SOURCE TEXT:
Bradley and his team were searching for tumor-associated genes that could influence the immune response to cancer.
“We used computational analyses of data from about 10,000 patients to look for genes in cancers that shouldn’t be there,” Bradley said.
Postdoctoral research fellow Dr. Guo-Liang Chew and staff scientist Dr. Amy Campbell drew on molecular analyses of tumor samples stored in The Cancer Genome Atlas database, a joint effort between the National Cancer Institute and the National Human Genome Research Institute. These samples ranged across 33 types of solid tumors, including cancers of the breast, prostate, lung and pancreas. In cancers from 26 different types of tissue, DUX4 was one of the three most highly cancer-associated genes.
But when muscle cells turn on DUX4, they die. So why was it turned on in so many tumor types? Cancer cells often gain growth and survival advantages by reawakening long-dormant genes. Some help them act more like stem cells, which can replicate themselves indefinitely without gaining specialized functions. Muscle cells, in contrast, are highly specialized cells that will never divide again. Clearly, context matters.
To discover exactly what advantages DUX4 confers to tumors, the team looked closer. First, they confirmed that in most cancer cells, DUX4 was active and turned on the same genes in cancer as it does in early development. Then, they began exploring potential connections between DUX4 and the immune response to cancer.

PROBLEM TO WORK ON: Could you resume the passage on DUX4 in tumors, starting right after its last sentence?

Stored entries
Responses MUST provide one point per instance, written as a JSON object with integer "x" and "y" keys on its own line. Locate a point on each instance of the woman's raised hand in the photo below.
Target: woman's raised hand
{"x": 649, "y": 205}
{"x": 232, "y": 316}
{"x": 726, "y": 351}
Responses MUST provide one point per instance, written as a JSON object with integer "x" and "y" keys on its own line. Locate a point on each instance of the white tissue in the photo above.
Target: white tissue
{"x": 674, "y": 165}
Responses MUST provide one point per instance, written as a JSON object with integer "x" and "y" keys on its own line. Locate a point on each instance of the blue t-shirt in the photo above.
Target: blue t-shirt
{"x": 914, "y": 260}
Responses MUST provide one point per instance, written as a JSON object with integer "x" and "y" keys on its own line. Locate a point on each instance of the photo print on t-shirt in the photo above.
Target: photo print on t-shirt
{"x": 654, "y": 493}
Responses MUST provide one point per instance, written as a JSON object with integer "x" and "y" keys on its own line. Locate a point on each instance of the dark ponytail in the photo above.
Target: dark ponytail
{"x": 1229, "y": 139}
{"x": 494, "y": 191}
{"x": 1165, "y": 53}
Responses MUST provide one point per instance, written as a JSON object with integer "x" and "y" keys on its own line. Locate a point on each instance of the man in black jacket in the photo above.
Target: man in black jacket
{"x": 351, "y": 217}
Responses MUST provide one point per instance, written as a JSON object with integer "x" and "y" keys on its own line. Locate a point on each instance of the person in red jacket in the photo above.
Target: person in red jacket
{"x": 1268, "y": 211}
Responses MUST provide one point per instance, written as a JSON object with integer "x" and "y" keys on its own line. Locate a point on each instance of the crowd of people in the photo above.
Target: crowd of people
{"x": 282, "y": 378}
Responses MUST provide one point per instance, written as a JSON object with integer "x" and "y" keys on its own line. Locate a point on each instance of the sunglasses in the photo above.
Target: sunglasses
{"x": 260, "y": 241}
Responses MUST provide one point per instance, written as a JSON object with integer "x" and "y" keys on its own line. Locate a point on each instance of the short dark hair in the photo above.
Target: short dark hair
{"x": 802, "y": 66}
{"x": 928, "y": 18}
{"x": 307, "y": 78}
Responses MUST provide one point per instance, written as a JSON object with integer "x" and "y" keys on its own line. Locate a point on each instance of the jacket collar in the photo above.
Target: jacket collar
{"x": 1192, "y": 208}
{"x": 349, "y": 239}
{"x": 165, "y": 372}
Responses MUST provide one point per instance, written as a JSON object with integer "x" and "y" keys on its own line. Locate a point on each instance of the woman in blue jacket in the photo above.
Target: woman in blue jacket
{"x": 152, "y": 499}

RESPONSE TO THIS TASK:
DUX4 turns tumors invisible
Given what Tapscott knew about DUX4 target genes and their potential to draw an immune attack, Chew and Campbell decided to look at immune activation in tumors, expecting to see that DUX4 was associated with higher immune activity. Instead they saw just the opposite: signs that fewer immune cells had mounted attacks on tumors with DUX4.
To discover why, the team focused on how T cells, a specialized type of immune cell, kill cancer cells. T cells can only attack what they can see. Cells make themselves visible to T cells by using molecular “handles” to stick bits of their proteins to their surface. When deciding whether to attack, T cells examine the protein pieces, called peptides, in the molecular handle to see if they are from diseased cells.
The handle is called molecular histocompatibility complex, or MHC, class I. No MHC, no immune attack. Sure enough, when the team looked at MHC-I levels in tumor cell lines, they found that high levels of DUX4 correlated with low levels of MHC I.
“DUX4 is preventing any peptide presentation, so the [cancer] cell is invisible to the immune system,” Tapscott said.
DUX4 hobbles checkpoint inhibitors
Several types of immunotherapy work through the action of T cells. This includes checkpoint inhibitors such as Keytruda and Yervoy (pembrolizumab and ipilimumab, respectively). Checkpoint inhibitors disrupt the molecular brakes that cancer cells use to check T-cell attack. Once the brakes are removed, anti-tumor T cells are free to kill off cancer cells — in theory. In reality, checkpoint inhibitors are hit and miss: Some patients’ tumors respond beautifully, while others never shrink.
The team wondered if the invisibility caused by DUX4 could be behind some patients’ lackluster responses to the drugs.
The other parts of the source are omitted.